- [Data under study]:
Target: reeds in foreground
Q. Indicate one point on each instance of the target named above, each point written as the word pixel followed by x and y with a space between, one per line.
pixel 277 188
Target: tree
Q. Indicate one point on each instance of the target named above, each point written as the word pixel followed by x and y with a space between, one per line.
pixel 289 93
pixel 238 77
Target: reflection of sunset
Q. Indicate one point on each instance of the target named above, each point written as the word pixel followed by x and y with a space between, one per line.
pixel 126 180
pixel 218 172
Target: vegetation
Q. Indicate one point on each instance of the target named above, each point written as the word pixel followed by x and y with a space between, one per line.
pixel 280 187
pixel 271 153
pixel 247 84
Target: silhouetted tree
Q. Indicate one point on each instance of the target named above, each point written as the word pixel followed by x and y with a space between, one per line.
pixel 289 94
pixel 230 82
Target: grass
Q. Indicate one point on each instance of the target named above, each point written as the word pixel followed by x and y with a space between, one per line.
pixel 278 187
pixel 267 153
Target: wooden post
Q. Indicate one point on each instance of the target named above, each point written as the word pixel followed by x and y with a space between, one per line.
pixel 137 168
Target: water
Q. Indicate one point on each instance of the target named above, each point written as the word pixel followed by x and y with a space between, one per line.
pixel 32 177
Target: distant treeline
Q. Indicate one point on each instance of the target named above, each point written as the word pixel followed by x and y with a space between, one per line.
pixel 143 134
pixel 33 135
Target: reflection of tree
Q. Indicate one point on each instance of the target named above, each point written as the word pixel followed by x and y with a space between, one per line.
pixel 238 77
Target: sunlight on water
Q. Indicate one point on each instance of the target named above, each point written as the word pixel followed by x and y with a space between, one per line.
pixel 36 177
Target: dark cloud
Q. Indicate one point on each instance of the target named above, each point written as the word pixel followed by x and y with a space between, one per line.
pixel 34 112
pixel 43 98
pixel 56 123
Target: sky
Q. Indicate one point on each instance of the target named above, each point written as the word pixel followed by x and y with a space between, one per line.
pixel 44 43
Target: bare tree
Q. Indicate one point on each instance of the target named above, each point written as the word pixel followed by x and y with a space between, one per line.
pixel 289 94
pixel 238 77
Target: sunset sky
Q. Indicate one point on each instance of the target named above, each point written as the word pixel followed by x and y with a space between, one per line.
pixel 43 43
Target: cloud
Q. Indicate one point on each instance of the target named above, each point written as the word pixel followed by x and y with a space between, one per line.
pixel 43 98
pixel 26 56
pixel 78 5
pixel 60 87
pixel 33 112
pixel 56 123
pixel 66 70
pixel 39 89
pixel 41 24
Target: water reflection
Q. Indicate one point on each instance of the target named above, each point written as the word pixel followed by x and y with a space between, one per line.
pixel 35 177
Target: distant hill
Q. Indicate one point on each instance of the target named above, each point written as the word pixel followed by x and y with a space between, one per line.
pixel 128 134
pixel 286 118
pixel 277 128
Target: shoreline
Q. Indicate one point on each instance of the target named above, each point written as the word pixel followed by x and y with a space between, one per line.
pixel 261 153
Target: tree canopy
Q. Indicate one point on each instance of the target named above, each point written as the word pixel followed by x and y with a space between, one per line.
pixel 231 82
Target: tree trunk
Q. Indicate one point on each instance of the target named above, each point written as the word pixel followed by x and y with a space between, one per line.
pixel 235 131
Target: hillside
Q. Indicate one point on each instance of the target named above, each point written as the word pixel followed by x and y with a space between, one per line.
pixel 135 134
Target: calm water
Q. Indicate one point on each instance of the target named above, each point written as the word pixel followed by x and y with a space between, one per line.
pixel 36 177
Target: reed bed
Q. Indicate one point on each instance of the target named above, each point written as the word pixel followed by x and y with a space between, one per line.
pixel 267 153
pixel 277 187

- [What the task requires]: The lines above should be duplicated exactly.

- [Response]:
Target: reeds in foreground
Q. Indicate one point on each instance of the target named above, each point written as the word pixel followed by x and y with a space between, one per line.
pixel 277 188
Target: tree
Q. Indicate one point on each instance of the target named above, each point written as the word pixel followed by x and y with a space between, one per line.
pixel 289 93
pixel 238 77
Target: reflection of sunset
Q. Indicate one point on each instance of the target named above, each point written as the word pixel followed by x and y with a space between, one per line.
pixel 126 180
pixel 218 172
Target: vegetation
Q. Indicate one point on each instance of the target named above, each point written as the word pixel followed by x and y with a space between, one per line.
pixel 280 187
pixel 271 153
pixel 247 84
Target: silhouetted tree
Q. Indicate one point on each instance of the target named above, each point written as the word pixel followed by x and y with a space between, one per line.
pixel 289 94
pixel 230 82
Target: grass
Q. Indicate one point on each instance of the target named above, each point written as the word pixel followed by x and y with a space between, one per line.
pixel 278 187
pixel 267 153
Target: wooden post
Q. Indicate one point on each instance of the target named above, each point written as the word pixel followed by x and y with a space between, one per line.
pixel 137 168
Target: water
Q. Indicate one point on each instance of the target named above, each point written as the word pixel followed by x and y with a space between, one per line.
pixel 32 177
Target: distant treeline
Q. Indicate one point on each instance of the target named above, each point written as the word pixel followed by x and y with a space between, one per line.
pixel 143 134
pixel 33 135
Target: reflection of tree
Q. Indicate one point on each instance of the target named above, each point written as the word pixel followed by x and y with a space between, one per line.
pixel 238 77
Target: sunlight on water
Q. Indicate one point on each instance of the target named above, each point written as the word pixel followed by x and y with a space between, one per line.
pixel 36 177
Target: dark cloud
Q. Indicate one point on each instance of the target named above, each point written as the word pixel followed by x and y with a space between, one per line.
pixel 34 112
pixel 43 98
pixel 56 123
Target: sky
Q. Indicate one point on each instance of the target named above, each point written as the word pixel followed by x and y with a space between, one per line.
pixel 44 43
Target: bare tree
Q. Indicate one point on each instance of the target named above, each point written as the word pixel followed by x and y with a space between, one per line.
pixel 289 94
pixel 238 77
Target: sunset sky
Q. Indicate one point on each instance of the target named above, each point written as the word pixel followed by x and y with a space between, one per line.
pixel 43 43
Target: cloud
Q. Indicate one point on each instance of the target named above, each point written as the word pixel followed by x and y with a space between, one per line.
pixel 43 98
pixel 26 56
pixel 78 5
pixel 60 87
pixel 33 112
pixel 56 123
pixel 66 70
pixel 39 89
pixel 41 24
Target: water reflection
Q. Indicate one point on each instance of the target named above, each point written as the word pixel followed by x and y with a space between, one per line.
pixel 35 177
Target: distant hill
Q. Indicate one point on each instance of the target named above, each point written as the word pixel followed by x and y with a space between, one per line.
pixel 128 134
pixel 286 118
pixel 277 128
Target: shoreline
Q. Indicate one point on each instance of the target named above, each point written as the word pixel followed by x and y with a space between, one per line.
pixel 261 153
Target: tree canopy
Q. Indicate one point on each instance of the target named above, each point written as the word pixel followed by x and y with a space between, one per line.
pixel 231 82
Target: tree trunk
Q. Indicate one point on each instance of the target named above, each point written as the word pixel followed by x and y with a space between, one per line.
pixel 235 131
Target: hillside
Q. Indicate one point on each instance of the target named above, each point written as the word pixel followed by x and y with a space between, one per line.
pixel 135 134
Target: calm water
Q. Indicate one point on each instance of the target named above, each point written as the word pixel followed by x and y with a space between, one per line.
pixel 36 177
Target: reed bed
Q. Indicate one point on each instance of the target named above, each point written as the word pixel followed by x and y with a space between, one per line.
pixel 267 153
pixel 277 187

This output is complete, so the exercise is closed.